▶ Work to complete: Update the records between the lines holding "Could you point at the sidewalk" and "Could you point at the car windshield", inclusive, so that "instance" becomes "occurrence" and nothing else changes, and give back only those lines.

▶ Records for the task:
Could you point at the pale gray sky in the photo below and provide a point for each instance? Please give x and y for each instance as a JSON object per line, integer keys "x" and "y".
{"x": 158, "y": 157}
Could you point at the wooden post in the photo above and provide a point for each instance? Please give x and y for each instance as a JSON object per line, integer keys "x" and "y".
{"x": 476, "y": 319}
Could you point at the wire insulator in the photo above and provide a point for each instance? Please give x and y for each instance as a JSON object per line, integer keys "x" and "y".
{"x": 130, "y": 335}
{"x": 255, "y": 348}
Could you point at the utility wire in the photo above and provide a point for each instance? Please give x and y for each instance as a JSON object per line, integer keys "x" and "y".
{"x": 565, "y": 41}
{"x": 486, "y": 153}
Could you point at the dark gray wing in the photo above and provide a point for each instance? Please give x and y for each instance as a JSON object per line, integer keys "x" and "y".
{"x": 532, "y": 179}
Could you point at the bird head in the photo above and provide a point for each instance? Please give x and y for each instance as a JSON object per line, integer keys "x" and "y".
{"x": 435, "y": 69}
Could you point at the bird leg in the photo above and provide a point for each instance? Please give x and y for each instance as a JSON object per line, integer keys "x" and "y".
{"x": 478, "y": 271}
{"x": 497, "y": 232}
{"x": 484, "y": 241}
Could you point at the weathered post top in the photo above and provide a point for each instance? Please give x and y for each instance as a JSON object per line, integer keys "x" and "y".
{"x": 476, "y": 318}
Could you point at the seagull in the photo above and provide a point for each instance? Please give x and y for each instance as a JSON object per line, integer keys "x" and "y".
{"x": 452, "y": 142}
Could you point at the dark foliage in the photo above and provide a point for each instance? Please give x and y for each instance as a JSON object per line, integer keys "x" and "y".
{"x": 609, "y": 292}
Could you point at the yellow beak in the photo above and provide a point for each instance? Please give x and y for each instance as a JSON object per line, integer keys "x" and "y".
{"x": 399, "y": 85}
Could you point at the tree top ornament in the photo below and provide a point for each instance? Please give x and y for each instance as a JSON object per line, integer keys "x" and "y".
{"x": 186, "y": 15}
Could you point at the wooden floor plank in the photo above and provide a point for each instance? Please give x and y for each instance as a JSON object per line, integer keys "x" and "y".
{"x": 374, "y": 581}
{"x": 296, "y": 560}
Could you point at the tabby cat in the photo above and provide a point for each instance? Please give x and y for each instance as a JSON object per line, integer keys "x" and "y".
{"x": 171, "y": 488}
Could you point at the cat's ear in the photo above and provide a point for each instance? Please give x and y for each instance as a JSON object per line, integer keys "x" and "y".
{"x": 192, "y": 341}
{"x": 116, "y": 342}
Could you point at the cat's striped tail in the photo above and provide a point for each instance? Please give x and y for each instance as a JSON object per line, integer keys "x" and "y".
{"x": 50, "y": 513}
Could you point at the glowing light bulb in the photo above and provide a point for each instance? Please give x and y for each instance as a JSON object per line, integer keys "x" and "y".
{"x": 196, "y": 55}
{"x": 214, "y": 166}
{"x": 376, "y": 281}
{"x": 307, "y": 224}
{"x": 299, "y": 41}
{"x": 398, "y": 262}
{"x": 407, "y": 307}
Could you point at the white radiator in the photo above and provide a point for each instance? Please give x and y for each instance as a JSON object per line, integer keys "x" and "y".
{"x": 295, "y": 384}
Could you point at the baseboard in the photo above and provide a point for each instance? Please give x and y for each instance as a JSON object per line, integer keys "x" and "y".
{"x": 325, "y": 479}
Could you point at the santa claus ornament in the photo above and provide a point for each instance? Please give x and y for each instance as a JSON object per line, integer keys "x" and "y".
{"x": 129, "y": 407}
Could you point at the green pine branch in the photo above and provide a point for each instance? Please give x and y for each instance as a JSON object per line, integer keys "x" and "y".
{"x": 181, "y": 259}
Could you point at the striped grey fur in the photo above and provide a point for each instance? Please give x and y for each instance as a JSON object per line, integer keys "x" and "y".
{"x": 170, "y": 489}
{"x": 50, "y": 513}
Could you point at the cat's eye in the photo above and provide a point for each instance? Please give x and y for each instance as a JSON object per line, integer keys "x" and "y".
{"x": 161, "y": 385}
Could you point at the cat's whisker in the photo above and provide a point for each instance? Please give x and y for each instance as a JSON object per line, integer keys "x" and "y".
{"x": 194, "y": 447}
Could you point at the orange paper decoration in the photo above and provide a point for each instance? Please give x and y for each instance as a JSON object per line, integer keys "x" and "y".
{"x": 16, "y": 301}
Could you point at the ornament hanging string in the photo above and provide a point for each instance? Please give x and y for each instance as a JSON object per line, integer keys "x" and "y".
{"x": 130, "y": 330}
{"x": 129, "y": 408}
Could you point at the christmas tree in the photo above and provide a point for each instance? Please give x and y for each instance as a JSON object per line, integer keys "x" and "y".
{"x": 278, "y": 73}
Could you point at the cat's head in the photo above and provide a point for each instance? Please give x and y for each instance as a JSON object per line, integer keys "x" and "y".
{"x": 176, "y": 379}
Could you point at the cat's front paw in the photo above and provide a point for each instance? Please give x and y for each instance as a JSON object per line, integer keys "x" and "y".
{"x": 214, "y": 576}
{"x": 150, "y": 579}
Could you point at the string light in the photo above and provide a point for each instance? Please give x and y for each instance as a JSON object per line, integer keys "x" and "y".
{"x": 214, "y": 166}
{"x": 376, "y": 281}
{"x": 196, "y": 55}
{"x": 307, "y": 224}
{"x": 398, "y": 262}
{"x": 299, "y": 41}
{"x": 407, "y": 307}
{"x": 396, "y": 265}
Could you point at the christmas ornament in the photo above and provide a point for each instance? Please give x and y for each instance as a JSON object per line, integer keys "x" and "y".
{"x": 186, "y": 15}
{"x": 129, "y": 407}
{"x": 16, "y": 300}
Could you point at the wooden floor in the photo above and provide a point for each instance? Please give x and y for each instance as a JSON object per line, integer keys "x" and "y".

* * *

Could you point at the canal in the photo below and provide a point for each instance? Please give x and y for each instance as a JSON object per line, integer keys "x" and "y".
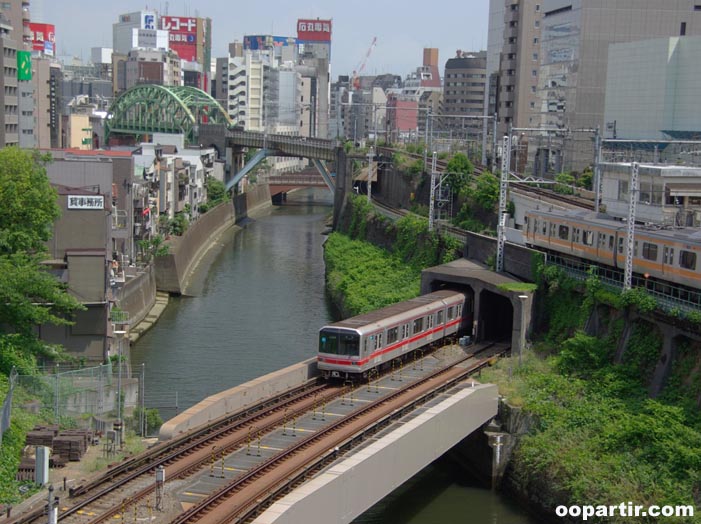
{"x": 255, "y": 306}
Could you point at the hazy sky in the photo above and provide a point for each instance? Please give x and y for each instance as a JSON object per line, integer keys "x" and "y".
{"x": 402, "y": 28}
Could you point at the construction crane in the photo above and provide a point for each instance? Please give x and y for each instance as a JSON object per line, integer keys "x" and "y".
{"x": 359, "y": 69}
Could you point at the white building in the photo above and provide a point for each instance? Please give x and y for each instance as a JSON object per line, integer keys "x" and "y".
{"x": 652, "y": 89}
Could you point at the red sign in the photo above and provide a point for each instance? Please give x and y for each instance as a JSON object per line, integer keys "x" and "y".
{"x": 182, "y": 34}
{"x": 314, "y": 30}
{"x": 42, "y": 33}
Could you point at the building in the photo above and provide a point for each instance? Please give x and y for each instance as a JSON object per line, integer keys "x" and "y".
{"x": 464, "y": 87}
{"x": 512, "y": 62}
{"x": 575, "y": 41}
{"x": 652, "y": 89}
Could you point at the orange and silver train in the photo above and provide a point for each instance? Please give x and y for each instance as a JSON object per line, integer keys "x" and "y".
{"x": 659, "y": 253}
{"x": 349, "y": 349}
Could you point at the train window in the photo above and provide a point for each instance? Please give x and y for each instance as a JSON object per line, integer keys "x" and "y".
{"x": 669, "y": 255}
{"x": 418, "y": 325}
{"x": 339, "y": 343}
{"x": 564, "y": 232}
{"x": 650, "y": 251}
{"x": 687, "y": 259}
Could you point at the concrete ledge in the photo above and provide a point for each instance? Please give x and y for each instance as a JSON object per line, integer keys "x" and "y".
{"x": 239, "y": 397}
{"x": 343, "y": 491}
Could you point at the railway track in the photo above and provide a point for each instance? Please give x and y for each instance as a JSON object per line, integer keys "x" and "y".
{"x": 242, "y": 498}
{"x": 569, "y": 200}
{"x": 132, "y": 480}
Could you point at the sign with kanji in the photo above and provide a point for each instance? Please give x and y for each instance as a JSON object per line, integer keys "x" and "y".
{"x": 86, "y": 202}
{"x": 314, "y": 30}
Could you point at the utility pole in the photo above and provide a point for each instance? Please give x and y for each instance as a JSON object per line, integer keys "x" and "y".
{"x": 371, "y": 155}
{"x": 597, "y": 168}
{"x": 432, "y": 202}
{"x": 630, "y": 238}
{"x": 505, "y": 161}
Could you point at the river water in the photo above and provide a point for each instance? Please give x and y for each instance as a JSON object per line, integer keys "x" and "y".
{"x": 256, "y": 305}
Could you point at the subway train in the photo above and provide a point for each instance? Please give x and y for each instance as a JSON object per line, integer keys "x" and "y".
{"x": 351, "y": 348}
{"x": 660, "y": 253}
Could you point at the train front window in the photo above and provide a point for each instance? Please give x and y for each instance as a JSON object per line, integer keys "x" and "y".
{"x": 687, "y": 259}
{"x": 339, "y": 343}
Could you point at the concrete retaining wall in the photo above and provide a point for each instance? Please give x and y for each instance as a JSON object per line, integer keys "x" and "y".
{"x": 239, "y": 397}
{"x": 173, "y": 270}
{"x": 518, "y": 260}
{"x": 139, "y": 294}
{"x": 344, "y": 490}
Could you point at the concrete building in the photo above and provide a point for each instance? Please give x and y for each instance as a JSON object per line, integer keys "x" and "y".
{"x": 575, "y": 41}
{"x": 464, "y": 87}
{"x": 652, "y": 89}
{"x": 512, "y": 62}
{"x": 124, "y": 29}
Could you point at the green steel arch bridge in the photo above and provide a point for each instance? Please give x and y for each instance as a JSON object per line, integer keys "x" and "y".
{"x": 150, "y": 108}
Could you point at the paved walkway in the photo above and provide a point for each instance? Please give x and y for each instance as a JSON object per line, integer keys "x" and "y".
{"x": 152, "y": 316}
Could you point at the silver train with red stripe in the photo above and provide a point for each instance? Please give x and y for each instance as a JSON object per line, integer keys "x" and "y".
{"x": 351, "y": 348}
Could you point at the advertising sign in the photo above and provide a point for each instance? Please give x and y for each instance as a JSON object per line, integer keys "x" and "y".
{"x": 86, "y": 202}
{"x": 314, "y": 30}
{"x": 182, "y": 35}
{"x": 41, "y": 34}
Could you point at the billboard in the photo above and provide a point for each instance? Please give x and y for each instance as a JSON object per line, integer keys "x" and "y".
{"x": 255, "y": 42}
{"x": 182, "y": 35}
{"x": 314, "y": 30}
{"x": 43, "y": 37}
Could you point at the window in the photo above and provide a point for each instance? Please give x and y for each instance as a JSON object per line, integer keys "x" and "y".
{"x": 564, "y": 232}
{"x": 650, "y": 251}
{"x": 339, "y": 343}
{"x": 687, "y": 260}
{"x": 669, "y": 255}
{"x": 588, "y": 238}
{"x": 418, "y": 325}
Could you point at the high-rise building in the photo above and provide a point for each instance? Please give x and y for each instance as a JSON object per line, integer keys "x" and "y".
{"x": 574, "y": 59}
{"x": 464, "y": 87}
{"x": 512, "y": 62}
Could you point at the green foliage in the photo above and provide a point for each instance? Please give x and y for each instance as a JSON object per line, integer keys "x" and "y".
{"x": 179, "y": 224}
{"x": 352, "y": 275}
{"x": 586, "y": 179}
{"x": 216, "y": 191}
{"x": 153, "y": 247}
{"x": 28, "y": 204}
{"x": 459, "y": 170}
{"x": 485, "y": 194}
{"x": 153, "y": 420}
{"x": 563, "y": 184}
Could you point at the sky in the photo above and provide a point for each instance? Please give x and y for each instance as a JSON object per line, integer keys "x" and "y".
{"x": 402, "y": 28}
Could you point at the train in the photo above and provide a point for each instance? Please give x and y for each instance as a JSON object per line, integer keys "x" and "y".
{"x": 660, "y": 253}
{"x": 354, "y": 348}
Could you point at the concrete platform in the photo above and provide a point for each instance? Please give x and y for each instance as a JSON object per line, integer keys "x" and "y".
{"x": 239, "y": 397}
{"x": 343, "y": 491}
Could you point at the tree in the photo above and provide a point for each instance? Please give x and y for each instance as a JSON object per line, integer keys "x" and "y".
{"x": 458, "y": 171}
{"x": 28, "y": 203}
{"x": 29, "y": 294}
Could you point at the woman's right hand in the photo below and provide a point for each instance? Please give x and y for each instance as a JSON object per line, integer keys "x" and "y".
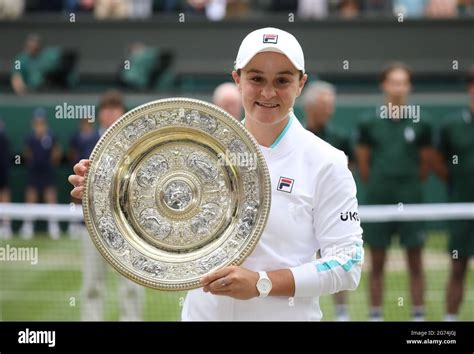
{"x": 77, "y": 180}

---

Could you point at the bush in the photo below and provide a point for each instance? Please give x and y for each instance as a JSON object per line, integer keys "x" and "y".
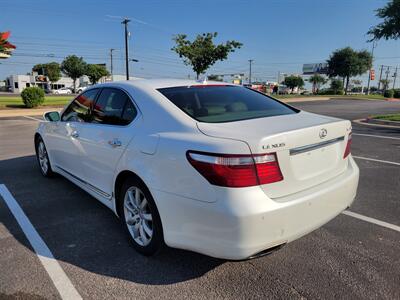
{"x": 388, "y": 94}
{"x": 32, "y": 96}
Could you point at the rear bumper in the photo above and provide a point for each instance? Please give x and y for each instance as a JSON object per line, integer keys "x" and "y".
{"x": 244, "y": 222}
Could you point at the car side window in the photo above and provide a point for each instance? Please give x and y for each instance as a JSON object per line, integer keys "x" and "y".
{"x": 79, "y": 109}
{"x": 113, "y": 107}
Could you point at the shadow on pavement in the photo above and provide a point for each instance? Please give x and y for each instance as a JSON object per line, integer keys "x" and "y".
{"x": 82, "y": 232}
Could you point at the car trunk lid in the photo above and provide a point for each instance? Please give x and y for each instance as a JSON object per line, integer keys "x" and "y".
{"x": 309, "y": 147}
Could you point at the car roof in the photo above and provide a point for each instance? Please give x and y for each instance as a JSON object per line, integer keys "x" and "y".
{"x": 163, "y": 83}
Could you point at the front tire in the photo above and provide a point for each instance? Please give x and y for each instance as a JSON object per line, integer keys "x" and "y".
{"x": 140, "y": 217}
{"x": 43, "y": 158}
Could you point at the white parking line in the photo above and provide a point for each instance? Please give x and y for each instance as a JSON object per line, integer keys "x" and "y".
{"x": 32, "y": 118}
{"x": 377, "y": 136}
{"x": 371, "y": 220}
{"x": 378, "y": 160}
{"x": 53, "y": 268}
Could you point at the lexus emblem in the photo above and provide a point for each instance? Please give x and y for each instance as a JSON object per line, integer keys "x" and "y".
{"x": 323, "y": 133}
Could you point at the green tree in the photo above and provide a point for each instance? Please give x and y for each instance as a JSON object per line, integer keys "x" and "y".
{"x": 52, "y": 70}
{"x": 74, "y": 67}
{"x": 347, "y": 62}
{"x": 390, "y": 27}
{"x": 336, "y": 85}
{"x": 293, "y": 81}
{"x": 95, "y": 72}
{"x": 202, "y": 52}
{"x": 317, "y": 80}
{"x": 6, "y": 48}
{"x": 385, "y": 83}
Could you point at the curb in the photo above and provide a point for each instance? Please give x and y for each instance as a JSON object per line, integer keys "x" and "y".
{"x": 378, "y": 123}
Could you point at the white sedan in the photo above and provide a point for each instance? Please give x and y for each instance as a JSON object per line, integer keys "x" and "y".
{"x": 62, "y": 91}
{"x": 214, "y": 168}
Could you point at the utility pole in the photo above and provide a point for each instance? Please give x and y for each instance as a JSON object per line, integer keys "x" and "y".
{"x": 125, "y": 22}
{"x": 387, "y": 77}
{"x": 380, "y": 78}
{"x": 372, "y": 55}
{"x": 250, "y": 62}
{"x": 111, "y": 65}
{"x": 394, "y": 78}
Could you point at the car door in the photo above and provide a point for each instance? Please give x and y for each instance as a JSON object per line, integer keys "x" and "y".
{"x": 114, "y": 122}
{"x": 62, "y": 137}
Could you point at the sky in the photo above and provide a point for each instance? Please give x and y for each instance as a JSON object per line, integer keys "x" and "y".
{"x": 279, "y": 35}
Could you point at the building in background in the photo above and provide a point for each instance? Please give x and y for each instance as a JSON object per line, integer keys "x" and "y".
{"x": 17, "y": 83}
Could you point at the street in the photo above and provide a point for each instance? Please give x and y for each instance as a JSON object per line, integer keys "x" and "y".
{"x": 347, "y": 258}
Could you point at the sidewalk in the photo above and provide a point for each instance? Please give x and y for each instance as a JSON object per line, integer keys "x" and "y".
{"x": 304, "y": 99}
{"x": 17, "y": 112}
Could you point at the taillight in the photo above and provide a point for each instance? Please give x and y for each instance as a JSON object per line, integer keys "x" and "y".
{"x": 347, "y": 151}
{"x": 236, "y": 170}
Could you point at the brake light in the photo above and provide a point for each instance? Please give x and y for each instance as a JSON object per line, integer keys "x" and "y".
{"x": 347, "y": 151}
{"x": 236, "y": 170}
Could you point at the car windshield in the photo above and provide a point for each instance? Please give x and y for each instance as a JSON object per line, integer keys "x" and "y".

▶ Output for this task:
Could you point at the sidewalk in the photo above and provide a point for each occurrence? Please give x and y for each occurrence as a JSON object per line, integer keys "x" and "y".
{"x": 304, "y": 99}
{"x": 17, "y": 112}
Could you point at the taillight in the photo above and provide a point for each occurrence? Please give x and y for each occurrence as a JSON object per line, integer keys "x" and "y".
{"x": 347, "y": 151}
{"x": 236, "y": 170}
Could you point at the brake light in the photo above and provide a point for each occurrence? Please give x and y for each occurrence as a JSON object per line, integer keys "x" and "y".
{"x": 347, "y": 151}
{"x": 236, "y": 170}
Could you point at the car windshield in the photo above and provide a point for each occurrence? Please give x and y for each occurrence as a JSON object per line, integer keys "x" and "y".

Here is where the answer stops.